=== About this exercise ===
Output every entry exactly, from the first line to the last.
____________
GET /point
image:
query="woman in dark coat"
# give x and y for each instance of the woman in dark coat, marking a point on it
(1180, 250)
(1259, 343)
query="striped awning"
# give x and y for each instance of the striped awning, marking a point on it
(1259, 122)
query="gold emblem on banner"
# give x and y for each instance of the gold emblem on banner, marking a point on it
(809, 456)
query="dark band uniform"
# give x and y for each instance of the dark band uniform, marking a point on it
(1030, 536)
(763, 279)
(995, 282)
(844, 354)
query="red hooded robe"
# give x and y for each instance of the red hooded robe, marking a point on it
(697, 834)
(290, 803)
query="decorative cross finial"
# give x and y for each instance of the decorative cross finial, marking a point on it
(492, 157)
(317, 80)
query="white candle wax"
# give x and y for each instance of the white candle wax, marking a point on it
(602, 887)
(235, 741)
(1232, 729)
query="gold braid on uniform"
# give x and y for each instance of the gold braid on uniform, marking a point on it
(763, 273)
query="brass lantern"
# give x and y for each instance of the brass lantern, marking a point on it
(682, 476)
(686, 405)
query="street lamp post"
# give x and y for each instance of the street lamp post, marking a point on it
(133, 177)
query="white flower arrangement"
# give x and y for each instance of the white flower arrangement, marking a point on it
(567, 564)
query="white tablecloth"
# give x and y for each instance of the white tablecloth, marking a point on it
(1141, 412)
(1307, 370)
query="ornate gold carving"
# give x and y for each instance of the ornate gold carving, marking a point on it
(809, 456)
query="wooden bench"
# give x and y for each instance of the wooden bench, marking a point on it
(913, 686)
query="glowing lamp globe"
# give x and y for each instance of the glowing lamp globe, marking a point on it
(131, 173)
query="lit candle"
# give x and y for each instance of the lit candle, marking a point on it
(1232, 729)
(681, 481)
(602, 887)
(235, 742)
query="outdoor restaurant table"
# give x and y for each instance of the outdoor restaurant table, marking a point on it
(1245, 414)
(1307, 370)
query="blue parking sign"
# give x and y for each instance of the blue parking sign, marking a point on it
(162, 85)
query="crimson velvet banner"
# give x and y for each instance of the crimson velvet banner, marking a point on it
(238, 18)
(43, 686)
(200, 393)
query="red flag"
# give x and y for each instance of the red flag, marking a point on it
____________
=== Output for this exercise ===
GET /point
image:
query="woman in dark coat"
# give x and y for each instance of the woman in dark coat, marking a point on it
(1180, 250)
(1259, 343)
query="striped awning"
# give x and y for each instance of the striped awning, marking a point on it
(1259, 122)
query="gold emblem on banner"
# give x and y for each instance of the gold emblem on banner, marking a point on it
(809, 456)
query="dark band uniform"
# give x and y for each instance of the dark band uniform, marking a point on it
(1030, 536)
(763, 279)
(995, 282)
(844, 354)
query="red hooded robe"
# give x and y for each instance of the red hooded robe, marking a point on it
(697, 834)
(290, 803)
query="decorative cross finial"
# give x and y for each instance of the decorative cross finial, marking a point on it
(492, 157)
(317, 80)
query="white candle wax"
# give x and y for each instance of the white candle wax, marking a point on it
(602, 887)
(235, 741)
(1232, 729)
query="gold braid on uniform"
# give x and y for each instance of the gold braid on uniform, marking a point on it
(763, 273)
query="brass lantern"
# give x and y for each instance of the brass lantern, marking a point on it
(682, 476)
(686, 405)
query="street lamp post"
# give x and y for each instance of the street lamp post, marking a point on it
(133, 177)
query="white flower arrangement"
# give x and y for each instance of the white flower arrangement, marking a point on it
(567, 564)
query="white tablecloth"
# give x and y for each instance of the white tablecloth, marking a point on it
(1141, 412)
(1307, 370)
query="ornate gold carving"
# give x and y for each instance of the ornate gold carving, marking a point on it
(809, 456)
query="wooden bench"
# give x and y for each instance of the wooden bench, marking a point on it
(913, 686)
query="glowing lamp globe"
# give x and y for each instance of the glowing lamp globe, marking a point on it
(131, 173)
query="lit candle"
# give x and y for each instance of the lit candle, marking a point on it
(1232, 729)
(681, 481)
(602, 887)
(235, 742)
query="outdoor restaurant table"
# give x and y for each instance of the outdoor restaurant table, marking a point on it
(1245, 414)
(1307, 370)
query="blue parking sign"
# give x and y for each instance of the blue parking sign, marking a point on it
(162, 85)
query="crimson velvet banner"
# give x and y for each instance of the crimson velvet banner, marking a point on it
(238, 18)
(43, 686)
(200, 393)
query="red flag"
# give x and y for each instance of the red flag, marking a point on it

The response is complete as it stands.